Objective => Repeat only the lines from the one holding "Locate the man" down to the last line of the listing below, including both of those lines.
— Start of Information shown —
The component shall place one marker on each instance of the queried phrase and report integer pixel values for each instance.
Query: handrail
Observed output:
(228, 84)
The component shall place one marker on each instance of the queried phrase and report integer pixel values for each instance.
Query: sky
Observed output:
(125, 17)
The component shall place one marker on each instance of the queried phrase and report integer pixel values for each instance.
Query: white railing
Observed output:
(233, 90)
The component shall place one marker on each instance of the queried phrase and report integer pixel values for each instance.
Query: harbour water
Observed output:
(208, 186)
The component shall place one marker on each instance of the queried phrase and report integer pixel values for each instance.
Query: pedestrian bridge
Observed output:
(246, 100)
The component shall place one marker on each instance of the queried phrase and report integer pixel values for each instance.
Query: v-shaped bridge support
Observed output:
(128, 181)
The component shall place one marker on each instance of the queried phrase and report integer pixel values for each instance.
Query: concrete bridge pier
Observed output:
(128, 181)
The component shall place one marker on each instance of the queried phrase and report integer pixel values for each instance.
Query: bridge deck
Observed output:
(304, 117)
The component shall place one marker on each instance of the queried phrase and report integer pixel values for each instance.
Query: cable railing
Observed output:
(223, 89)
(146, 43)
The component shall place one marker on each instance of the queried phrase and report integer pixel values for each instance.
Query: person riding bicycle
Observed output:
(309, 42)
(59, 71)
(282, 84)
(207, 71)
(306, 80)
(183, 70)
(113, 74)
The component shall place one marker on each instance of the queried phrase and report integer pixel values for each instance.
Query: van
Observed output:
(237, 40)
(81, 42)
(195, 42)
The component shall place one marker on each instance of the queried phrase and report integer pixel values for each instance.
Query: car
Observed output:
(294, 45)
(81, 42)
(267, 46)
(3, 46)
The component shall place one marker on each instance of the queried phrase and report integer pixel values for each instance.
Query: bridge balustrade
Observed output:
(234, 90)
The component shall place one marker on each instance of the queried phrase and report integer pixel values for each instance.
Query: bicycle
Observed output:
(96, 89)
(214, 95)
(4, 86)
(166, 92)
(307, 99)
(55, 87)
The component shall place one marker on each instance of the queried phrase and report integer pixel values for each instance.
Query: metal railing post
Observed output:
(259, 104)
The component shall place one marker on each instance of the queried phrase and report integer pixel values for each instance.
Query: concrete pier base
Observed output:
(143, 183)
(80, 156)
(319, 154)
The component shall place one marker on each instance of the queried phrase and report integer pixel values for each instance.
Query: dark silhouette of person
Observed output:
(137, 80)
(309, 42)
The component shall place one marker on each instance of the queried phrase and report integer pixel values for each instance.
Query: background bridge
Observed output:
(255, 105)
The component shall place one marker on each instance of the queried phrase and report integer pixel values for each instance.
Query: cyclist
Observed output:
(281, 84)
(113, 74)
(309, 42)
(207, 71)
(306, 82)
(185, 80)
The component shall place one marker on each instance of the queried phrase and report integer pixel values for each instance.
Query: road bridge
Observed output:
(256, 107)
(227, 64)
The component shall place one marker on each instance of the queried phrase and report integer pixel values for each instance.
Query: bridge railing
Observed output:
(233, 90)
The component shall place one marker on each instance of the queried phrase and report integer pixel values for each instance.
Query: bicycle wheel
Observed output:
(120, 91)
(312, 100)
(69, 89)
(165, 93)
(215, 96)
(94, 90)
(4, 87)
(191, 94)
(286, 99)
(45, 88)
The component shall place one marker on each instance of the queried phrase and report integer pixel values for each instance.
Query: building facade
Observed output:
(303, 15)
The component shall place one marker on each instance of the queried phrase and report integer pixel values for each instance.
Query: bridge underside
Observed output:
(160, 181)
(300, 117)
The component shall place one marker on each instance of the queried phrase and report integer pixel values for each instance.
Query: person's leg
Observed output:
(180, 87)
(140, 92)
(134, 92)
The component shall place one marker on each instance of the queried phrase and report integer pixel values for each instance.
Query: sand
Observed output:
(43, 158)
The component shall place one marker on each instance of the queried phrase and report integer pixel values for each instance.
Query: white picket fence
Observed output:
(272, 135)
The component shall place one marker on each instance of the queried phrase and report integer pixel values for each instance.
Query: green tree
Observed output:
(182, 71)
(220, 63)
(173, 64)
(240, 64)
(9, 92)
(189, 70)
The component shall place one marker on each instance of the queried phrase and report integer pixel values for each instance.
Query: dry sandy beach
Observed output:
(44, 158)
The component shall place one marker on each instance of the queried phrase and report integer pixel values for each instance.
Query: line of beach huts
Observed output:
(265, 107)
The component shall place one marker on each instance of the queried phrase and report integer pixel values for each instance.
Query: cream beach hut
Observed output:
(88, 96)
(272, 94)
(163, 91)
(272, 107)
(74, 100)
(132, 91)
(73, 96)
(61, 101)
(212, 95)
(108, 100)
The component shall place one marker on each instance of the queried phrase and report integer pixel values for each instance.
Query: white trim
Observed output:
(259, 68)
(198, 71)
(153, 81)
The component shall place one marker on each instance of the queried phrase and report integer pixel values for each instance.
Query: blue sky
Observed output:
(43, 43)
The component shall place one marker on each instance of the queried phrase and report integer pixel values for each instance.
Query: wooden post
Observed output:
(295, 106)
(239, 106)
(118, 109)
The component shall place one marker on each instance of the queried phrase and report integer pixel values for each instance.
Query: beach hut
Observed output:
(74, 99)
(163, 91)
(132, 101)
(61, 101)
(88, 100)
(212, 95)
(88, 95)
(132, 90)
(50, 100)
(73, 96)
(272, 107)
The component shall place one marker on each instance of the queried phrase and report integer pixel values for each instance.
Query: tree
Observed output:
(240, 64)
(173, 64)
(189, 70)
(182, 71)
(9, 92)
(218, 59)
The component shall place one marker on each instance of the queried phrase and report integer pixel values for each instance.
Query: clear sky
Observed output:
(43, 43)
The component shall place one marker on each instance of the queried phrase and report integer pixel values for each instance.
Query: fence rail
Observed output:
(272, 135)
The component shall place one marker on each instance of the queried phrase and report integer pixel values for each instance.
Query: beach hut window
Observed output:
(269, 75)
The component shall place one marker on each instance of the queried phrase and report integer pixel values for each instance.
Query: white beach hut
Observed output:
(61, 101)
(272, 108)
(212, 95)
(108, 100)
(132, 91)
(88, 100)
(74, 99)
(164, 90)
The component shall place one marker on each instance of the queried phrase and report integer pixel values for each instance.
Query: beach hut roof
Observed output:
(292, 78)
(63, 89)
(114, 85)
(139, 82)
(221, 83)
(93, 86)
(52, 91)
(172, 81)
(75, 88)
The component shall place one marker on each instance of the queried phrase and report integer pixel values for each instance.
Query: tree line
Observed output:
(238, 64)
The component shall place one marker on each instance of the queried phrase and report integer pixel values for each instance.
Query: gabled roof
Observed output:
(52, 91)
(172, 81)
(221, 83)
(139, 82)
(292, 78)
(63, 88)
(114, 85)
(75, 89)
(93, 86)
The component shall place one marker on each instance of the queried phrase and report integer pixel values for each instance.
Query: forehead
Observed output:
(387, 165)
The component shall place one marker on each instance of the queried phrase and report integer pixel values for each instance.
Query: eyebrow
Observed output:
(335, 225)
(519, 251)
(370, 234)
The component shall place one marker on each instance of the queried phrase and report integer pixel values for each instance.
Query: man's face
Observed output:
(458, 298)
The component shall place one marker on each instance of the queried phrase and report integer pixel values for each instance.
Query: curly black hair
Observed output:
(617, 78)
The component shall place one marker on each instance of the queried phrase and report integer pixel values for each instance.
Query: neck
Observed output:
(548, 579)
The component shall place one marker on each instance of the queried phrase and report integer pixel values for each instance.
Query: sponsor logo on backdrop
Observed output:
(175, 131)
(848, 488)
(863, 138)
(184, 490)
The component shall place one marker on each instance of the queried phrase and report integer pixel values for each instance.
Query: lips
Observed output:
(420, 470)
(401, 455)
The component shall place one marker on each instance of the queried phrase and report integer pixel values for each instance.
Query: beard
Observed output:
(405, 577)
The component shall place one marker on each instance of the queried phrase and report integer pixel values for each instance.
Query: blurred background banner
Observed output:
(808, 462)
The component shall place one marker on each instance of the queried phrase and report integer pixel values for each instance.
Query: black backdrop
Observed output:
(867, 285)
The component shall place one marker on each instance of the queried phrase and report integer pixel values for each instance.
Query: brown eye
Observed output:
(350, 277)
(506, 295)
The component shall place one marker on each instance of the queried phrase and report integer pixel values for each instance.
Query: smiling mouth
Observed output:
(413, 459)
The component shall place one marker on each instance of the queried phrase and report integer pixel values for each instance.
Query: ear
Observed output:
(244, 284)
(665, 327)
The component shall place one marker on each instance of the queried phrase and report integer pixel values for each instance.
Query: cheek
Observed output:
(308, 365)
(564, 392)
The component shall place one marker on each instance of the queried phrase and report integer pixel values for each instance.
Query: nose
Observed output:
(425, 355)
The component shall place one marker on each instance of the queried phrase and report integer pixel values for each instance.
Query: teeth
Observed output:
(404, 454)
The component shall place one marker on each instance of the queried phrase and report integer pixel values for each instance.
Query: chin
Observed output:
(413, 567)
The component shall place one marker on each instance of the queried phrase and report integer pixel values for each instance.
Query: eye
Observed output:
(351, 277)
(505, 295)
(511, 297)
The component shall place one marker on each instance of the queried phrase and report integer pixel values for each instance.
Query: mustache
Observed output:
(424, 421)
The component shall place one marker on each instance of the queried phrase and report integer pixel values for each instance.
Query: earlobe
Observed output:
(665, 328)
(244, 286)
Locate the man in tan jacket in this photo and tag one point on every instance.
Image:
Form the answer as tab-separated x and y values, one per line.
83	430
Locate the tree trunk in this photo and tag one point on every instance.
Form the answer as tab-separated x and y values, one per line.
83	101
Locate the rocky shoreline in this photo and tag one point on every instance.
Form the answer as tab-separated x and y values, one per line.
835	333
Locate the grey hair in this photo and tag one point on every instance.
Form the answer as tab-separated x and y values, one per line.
— End of Information shown —
The result =>
Locate the man in tan jacket in this photo and tag one point on every instance.
Image:
Form the answer as tab-separated x and y values, one per line.
83	430
Locate the tree trunk in this photo and tag one point on every instance.
Form the answer as tab-separated x and y values, one per line.
83	101
Locate the rocky shoreline in this photo and tag one point on every instance.
Form the answer as tab-separated x and y values, one per line.
835	333
Locate the grey hair in this photo and tag one point on every instance.
Form the answer as tab-separated x and y values, one per line.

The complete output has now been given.